出題 A | 読解文によると、兵庫県内の運送事業者が関東方面からの「帰り荷」がないといわれたのは何月何日ですか。

-
物流ニュース
繁忙期なのに「帰り荷」がない…あちこちで物量減少
2008年12月15日
「繁忙期」であるはずの年末にもかかわらず、物量減少があちこちで聞かれる。「トラックが足りない」と傭車確保に走る光景はほとんど見られず、輸送産業でも買い手市場が進んでいるようだ。「年末は何とかしのいでも年明け以降がむしろ大変」。荷動きの停滞は長期化するとの見込みから、経営者は一様に不安の色を濃くする。
「12月1日、関東方面からの『帰り荷』がないといわれた。年に1度あるかないかのことが、年の暮れに起きるなんて」と、大手出版取次会社の荷主を持つ兵庫県内の運送事業者は「物量減少」について話す。

処理用データ |
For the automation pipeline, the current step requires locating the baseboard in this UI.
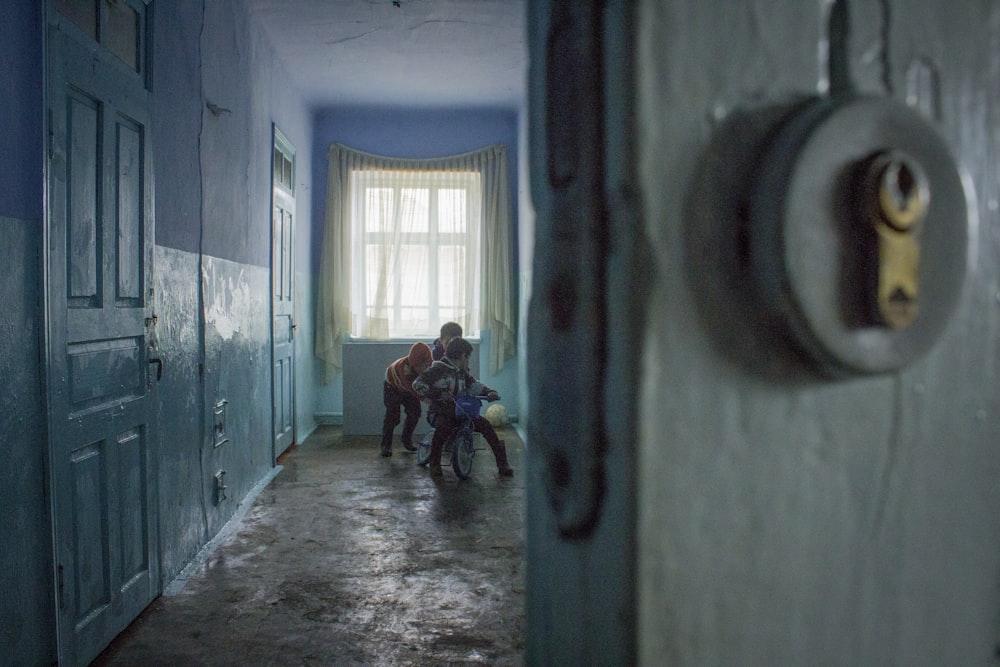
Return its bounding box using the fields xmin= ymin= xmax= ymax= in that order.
xmin=313 ymin=412 xmax=344 ymax=426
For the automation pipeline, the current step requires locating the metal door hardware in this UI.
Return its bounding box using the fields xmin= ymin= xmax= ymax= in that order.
xmin=748 ymin=95 xmax=968 ymax=374
xmin=868 ymin=151 xmax=930 ymax=329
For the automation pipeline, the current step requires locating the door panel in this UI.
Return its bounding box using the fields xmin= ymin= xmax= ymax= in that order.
xmin=46 ymin=3 xmax=159 ymax=665
xmin=271 ymin=128 xmax=295 ymax=458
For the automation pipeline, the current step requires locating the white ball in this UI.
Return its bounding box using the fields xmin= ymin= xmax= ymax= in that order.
xmin=486 ymin=403 xmax=510 ymax=428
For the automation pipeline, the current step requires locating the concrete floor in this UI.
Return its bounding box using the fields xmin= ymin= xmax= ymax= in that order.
xmin=93 ymin=427 xmax=525 ymax=666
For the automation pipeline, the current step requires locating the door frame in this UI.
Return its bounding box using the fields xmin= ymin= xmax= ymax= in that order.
xmin=268 ymin=123 xmax=298 ymax=462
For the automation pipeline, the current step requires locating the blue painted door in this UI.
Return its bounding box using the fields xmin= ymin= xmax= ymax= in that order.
xmin=271 ymin=127 xmax=295 ymax=458
xmin=46 ymin=0 xmax=159 ymax=665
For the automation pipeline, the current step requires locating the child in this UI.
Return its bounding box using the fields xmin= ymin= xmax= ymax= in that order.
xmin=379 ymin=342 xmax=432 ymax=456
xmin=413 ymin=338 xmax=514 ymax=477
xmin=431 ymin=322 xmax=462 ymax=361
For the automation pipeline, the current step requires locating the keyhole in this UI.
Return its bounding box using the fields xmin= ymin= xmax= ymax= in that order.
xmin=878 ymin=153 xmax=930 ymax=232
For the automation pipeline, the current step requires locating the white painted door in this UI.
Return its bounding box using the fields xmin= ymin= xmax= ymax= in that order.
xmin=271 ymin=127 xmax=296 ymax=459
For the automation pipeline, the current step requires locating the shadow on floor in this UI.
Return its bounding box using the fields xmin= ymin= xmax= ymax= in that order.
xmin=92 ymin=426 xmax=525 ymax=666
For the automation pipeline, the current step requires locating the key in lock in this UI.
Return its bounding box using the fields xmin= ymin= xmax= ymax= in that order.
xmin=868 ymin=150 xmax=930 ymax=329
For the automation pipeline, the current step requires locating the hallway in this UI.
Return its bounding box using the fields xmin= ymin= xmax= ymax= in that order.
xmin=93 ymin=426 xmax=525 ymax=666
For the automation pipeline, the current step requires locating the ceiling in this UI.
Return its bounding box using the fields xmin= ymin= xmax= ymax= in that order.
xmin=247 ymin=0 xmax=528 ymax=109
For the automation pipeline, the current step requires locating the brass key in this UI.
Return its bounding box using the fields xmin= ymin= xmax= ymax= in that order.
xmin=870 ymin=151 xmax=930 ymax=329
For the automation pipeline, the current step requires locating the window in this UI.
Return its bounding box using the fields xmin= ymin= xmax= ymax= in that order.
xmin=315 ymin=144 xmax=516 ymax=379
xmin=350 ymin=169 xmax=482 ymax=338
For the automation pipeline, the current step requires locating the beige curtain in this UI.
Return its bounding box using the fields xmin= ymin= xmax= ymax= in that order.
xmin=316 ymin=144 xmax=515 ymax=379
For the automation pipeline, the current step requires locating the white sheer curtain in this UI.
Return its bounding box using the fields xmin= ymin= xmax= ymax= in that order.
xmin=316 ymin=144 xmax=515 ymax=378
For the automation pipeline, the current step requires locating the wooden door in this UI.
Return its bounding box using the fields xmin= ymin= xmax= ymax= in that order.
xmin=271 ymin=127 xmax=295 ymax=459
xmin=46 ymin=0 xmax=159 ymax=665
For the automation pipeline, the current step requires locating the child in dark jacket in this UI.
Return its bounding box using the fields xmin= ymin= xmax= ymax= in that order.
xmin=413 ymin=338 xmax=514 ymax=477
xmin=379 ymin=342 xmax=431 ymax=456
xmin=431 ymin=322 xmax=462 ymax=361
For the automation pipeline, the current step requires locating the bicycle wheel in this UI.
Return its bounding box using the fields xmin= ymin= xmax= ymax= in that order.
xmin=417 ymin=429 xmax=434 ymax=466
xmin=451 ymin=431 xmax=476 ymax=479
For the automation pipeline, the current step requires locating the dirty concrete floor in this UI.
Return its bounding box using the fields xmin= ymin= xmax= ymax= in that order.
xmin=92 ymin=426 xmax=525 ymax=666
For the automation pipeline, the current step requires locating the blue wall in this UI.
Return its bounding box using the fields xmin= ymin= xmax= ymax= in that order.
xmin=154 ymin=0 xmax=313 ymax=582
xmin=0 ymin=0 xmax=55 ymax=665
xmin=0 ymin=0 xmax=314 ymax=666
xmin=311 ymin=107 xmax=520 ymax=416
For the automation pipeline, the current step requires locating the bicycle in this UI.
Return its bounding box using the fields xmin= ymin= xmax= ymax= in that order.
xmin=417 ymin=394 xmax=488 ymax=479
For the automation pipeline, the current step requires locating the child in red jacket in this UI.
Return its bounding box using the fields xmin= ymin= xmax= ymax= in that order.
xmin=379 ymin=342 xmax=432 ymax=456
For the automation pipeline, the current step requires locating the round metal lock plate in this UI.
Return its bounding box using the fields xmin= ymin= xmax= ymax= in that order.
xmin=749 ymin=98 xmax=968 ymax=373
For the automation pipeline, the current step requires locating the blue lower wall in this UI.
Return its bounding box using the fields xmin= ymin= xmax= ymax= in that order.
xmin=0 ymin=217 xmax=55 ymax=665
xmin=156 ymin=246 xmax=273 ymax=583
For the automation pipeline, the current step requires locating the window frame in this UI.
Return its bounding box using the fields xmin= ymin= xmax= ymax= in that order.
xmin=348 ymin=168 xmax=485 ymax=340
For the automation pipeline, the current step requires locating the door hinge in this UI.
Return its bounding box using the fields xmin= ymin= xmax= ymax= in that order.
xmin=47 ymin=109 xmax=54 ymax=160
xmin=56 ymin=564 xmax=66 ymax=609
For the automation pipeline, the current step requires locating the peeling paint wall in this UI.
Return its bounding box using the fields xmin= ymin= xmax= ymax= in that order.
xmin=0 ymin=0 xmax=314 ymax=665
xmin=636 ymin=0 xmax=1000 ymax=665
xmin=154 ymin=2 xmax=314 ymax=583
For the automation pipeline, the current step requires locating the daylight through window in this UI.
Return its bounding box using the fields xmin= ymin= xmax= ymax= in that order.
xmin=350 ymin=169 xmax=482 ymax=338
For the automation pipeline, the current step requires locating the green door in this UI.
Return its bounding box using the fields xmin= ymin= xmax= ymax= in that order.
xmin=46 ymin=0 xmax=159 ymax=665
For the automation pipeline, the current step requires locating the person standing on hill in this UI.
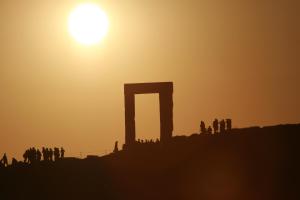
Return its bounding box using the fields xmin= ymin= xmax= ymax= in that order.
xmin=226 ymin=119 xmax=232 ymax=131
xmin=213 ymin=119 xmax=219 ymax=133
xmin=220 ymin=119 xmax=225 ymax=133
xmin=60 ymin=147 xmax=65 ymax=158
xmin=1 ymin=153 xmax=8 ymax=167
xmin=200 ymin=121 xmax=206 ymax=134
xmin=54 ymin=147 xmax=59 ymax=161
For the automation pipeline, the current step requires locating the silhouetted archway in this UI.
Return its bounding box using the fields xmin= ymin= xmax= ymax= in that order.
xmin=124 ymin=82 xmax=173 ymax=146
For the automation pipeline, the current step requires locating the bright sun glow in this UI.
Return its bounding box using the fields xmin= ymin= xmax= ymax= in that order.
xmin=69 ymin=3 xmax=108 ymax=45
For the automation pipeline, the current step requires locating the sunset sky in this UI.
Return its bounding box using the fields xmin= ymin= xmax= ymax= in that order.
xmin=0 ymin=0 xmax=300 ymax=159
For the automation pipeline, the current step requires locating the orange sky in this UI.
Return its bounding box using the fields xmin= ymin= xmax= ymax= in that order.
xmin=0 ymin=0 xmax=300 ymax=158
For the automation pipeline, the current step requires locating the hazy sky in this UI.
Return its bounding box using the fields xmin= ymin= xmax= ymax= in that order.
xmin=0 ymin=0 xmax=300 ymax=158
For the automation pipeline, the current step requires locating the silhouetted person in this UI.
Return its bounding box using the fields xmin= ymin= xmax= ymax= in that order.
xmin=29 ymin=147 xmax=36 ymax=164
xmin=226 ymin=119 xmax=232 ymax=131
xmin=200 ymin=121 xmax=206 ymax=133
xmin=213 ymin=119 xmax=219 ymax=133
xmin=220 ymin=119 xmax=225 ymax=133
xmin=11 ymin=158 xmax=18 ymax=167
xmin=60 ymin=147 xmax=65 ymax=158
xmin=54 ymin=147 xmax=59 ymax=161
xmin=114 ymin=141 xmax=119 ymax=153
xmin=1 ymin=153 xmax=8 ymax=167
xmin=49 ymin=148 xmax=53 ymax=161
xmin=23 ymin=149 xmax=29 ymax=163
xmin=36 ymin=149 xmax=42 ymax=162
xmin=207 ymin=126 xmax=212 ymax=134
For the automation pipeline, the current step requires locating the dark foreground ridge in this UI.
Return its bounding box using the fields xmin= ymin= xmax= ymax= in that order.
xmin=0 ymin=124 xmax=300 ymax=200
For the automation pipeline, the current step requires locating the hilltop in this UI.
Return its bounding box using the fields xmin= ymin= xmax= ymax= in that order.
xmin=0 ymin=124 xmax=300 ymax=200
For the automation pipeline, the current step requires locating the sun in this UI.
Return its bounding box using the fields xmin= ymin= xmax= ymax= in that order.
xmin=68 ymin=3 xmax=109 ymax=46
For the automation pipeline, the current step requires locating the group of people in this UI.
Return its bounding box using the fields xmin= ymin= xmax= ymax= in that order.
xmin=200 ymin=119 xmax=232 ymax=134
xmin=23 ymin=147 xmax=65 ymax=164
xmin=0 ymin=153 xmax=8 ymax=167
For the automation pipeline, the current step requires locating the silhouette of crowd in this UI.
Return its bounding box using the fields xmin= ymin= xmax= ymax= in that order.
xmin=200 ymin=119 xmax=232 ymax=134
xmin=23 ymin=147 xmax=65 ymax=164
xmin=0 ymin=153 xmax=8 ymax=167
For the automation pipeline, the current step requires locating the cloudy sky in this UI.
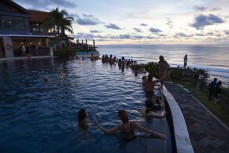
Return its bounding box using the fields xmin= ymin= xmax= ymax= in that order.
xmin=14 ymin=0 xmax=229 ymax=44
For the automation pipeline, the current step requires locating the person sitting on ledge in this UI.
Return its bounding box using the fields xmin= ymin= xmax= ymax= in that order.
xmin=94 ymin=110 xmax=166 ymax=140
xmin=144 ymin=74 xmax=160 ymax=98
xmin=139 ymin=99 xmax=166 ymax=118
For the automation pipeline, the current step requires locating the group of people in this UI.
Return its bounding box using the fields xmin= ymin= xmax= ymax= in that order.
xmin=78 ymin=55 xmax=172 ymax=146
xmin=102 ymin=54 xmax=136 ymax=67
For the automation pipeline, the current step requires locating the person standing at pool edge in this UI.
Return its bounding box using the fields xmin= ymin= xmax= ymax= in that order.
xmin=184 ymin=54 xmax=188 ymax=68
xmin=94 ymin=110 xmax=166 ymax=140
xmin=158 ymin=55 xmax=170 ymax=89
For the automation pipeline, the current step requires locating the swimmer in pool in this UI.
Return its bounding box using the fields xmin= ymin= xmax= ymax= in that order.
xmin=94 ymin=110 xmax=166 ymax=140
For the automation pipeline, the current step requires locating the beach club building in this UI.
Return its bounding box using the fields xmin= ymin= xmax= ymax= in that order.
xmin=0 ymin=0 xmax=55 ymax=58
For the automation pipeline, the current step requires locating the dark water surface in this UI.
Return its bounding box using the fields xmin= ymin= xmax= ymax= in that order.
xmin=0 ymin=59 xmax=171 ymax=153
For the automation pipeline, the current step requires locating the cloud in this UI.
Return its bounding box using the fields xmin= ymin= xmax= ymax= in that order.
xmin=190 ymin=14 xmax=225 ymax=30
xmin=133 ymin=28 xmax=142 ymax=32
xmin=140 ymin=23 xmax=148 ymax=27
xmin=193 ymin=6 xmax=207 ymax=11
xmin=149 ymin=28 xmax=162 ymax=33
xmin=75 ymin=32 xmax=156 ymax=41
xmin=166 ymin=19 xmax=173 ymax=29
xmin=224 ymin=30 xmax=229 ymax=35
xmin=105 ymin=23 xmax=121 ymax=30
xmin=174 ymin=32 xmax=193 ymax=38
xmin=211 ymin=7 xmax=221 ymax=11
xmin=14 ymin=0 xmax=76 ymax=10
xmin=195 ymin=33 xmax=205 ymax=37
xmin=90 ymin=30 xmax=99 ymax=33
xmin=75 ymin=14 xmax=102 ymax=25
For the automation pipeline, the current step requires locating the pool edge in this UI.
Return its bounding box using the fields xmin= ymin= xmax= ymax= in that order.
xmin=163 ymin=87 xmax=194 ymax=153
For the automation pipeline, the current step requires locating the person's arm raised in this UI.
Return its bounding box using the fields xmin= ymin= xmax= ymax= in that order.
xmin=133 ymin=121 xmax=167 ymax=140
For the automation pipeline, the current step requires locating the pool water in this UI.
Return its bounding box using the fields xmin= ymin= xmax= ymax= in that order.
xmin=0 ymin=59 xmax=171 ymax=153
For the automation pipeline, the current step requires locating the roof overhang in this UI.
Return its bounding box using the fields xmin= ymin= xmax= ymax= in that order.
xmin=0 ymin=34 xmax=55 ymax=38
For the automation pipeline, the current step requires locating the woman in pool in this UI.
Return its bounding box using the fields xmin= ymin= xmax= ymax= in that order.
xmin=139 ymin=99 xmax=166 ymax=118
xmin=78 ymin=109 xmax=89 ymax=130
xmin=94 ymin=110 xmax=166 ymax=140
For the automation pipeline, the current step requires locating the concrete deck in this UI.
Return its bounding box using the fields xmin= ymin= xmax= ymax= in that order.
xmin=165 ymin=82 xmax=229 ymax=153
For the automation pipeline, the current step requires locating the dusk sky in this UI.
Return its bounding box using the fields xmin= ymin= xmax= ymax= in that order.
xmin=14 ymin=0 xmax=229 ymax=44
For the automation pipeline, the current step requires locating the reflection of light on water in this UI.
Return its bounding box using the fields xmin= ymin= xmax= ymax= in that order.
xmin=98 ymin=45 xmax=229 ymax=86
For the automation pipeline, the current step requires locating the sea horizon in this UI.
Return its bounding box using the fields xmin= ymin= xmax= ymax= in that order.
xmin=98 ymin=44 xmax=229 ymax=86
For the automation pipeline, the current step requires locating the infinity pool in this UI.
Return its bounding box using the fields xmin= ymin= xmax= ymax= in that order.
xmin=0 ymin=59 xmax=172 ymax=153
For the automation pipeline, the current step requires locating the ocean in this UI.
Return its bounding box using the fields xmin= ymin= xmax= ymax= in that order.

出題 B | レコードの中で「infinity pool in this UI.」を含む行からレコードの最後までを、両端の行も含めて、指示文ごと書き直してください。その際、回答にある座標の数値はすべて0.95倍に縮め、0.5は切り上げて整数に丸めてください。

解答 A | 12月1日です。

解答 B |
For the automation pipeline, the current step requires locating the infinity pool in this UI.
Return its bounding box using the fields xmin= ymin= xmax= ymax= in that order.
xmin=0 ymin=56 xmax=163 ymax=145
For the automation pipeline, the current step requires locating the ocean in this UI.
Return its bounding box using the fields xmin= ymin= xmax= ymax= in that order.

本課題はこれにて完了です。